::: RECORD EXCERPTS :::

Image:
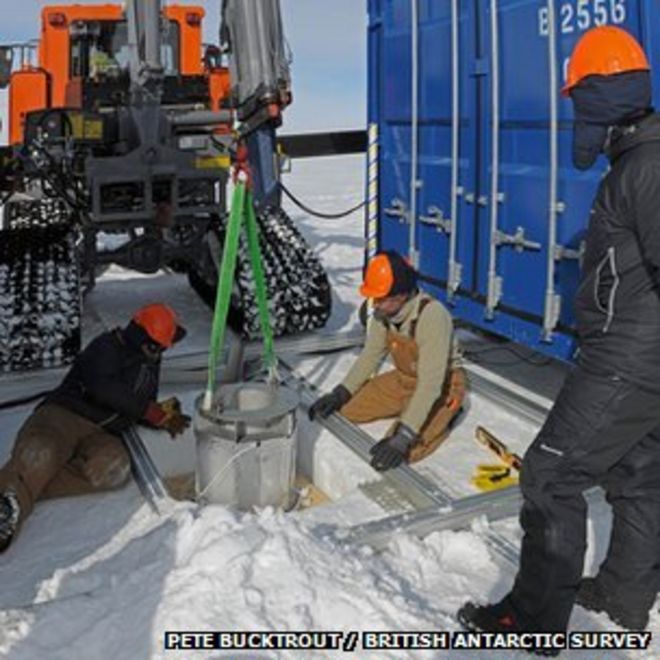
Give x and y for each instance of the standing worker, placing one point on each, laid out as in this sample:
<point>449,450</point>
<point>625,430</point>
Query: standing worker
<point>604,428</point>
<point>71,443</point>
<point>424,391</point>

:::

PROBLEM TO SOLVE:
Copy the entries above word for word, leaving out the images.

EXERCISE RESULT:
Image:
Give x and y for each instance of the standing worker, placing one point on each, laid out as in this sample:
<point>449,450</point>
<point>625,430</point>
Query: standing worker
<point>604,428</point>
<point>71,443</point>
<point>424,391</point>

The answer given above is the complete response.